## ЦЕЛЬ ЗАДАНИЯ
Продолжите интервью с Аркадием Драгомощенко, начав сразу после последней фразы текста.

:: ФРАГМЕНТ ТЕКСТА

Воздух, 2011, №2-3

Глубоко вдохнуть
Автор номера

Интервью

Аркадий Драгомощенко
Интервью:
Линор Горалик

Аркадий, Вы говорите в некоторый момент: «Я предпочёл писать так, как мёртвые читают книги: от конца к началу». Как устроен процесс мышления, необходимый для такого письма, как текст думается от конца к началу? Книга и автор предстают в этом случае пугающе раскрытыми с самого начала, не прячущими в рукаве никаких джокеров, кроме одного — джокера собственного поэтического взгляда, собственной мировоззренческой логики. Такая логика, такая механика мышления предлагает, собственно, читателю двигаться вдоль текста от (инверсированного) конца вашей книги к её (инверсированному) началу, проходить путь от её смерти — к её рождению. Это разнонаправленное движение с читателем — что оно даёт Вам, пишущему текст?

::::
:: ЗАПИСАННЫЕ СВЕДЕНИЯ

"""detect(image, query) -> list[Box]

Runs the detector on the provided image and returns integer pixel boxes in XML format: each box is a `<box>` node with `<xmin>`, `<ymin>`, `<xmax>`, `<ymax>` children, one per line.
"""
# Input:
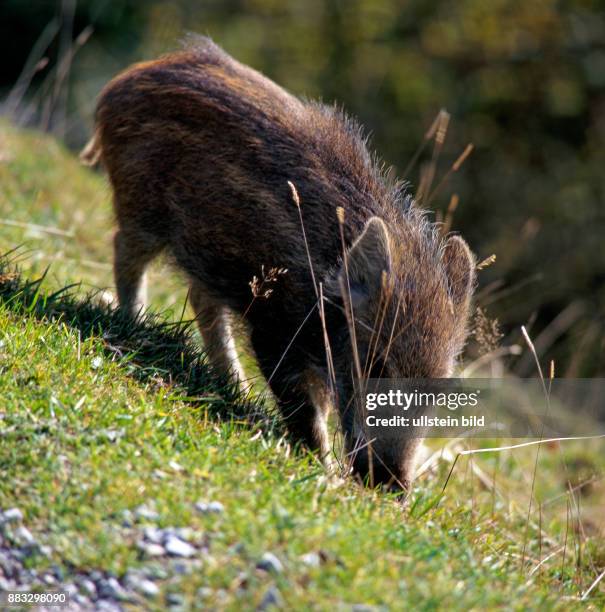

::::

## ОТВЕТ
«Некоторый момент», если такой возникает в чувствовании, имеет обыкновение отъединяться от других (и это отнюдь не «испорченная история времени», а личное впечатление), поэтому упоминаемый вами некоторый момент определённых предпочтений относительно «письма как чтения мёртвых...» ставит меня в затруднительное положение. Разумеется, я забыл, о чём «это» было «тогда». С другой стороны, вопрос предлагает нечто вроде приключения, поскольку, подозреваю, если убрать в сторону пышность приведённого высказывания, в нём даже сейчас всё-таки можно обнаружить немаловажные для меня мельчайшие споры возможного разрастания. Начнём с того, что «мёртвые» знают всё, либо они лишаются какого бы то ни было знания, более того, «мёртвые», возможно, и есть симультанное средоточие знания и не-знания. И то и другое важно в рассуждении о конечности и определении, не взирая на то, что я не могу быть окончательно уверен в том, что мёртвые что-либо вообще читают. Однако, если продлить метафору, можно будет сказать, что каждое высказывание (и в письме) состоит из предвосхищения возможного высказывания, остальное кажется более чем неважным.
В мгновении начала уже всегда прочитывается обречённость невозможности завершения (какие бы «концы» ни придумывались, вплоть до известного «в моём конце — моё начало») и вместе с тем просматривается траектория бегства к началу, которого в итоге не оказывается, так как оно смещается силой направленности. But. Big fat but. Ежесекундно собирая, в процессе письма, значения в некие «линии» интенсивности, вы точно так же ежесекундно проживаете конец каждого из действий (движения руки, мысли, памяти, речи), что возвращает как бы к началу, но теперь началу «чтения» того, что пишется и что исчезает в писании, отбрасывая к чтению этой длящейся в производстве «смерти». Что-то вроде паундовского vortex' а. Естественно, возникает вопрос, а что делать в этих границах, например, книге? Признаться, не знаю, — и сейчас, в данный момент не знаю, думая о «книге», точнее, глядя на ряд книг перед собой над столом и ровным счётом ничего не понимая.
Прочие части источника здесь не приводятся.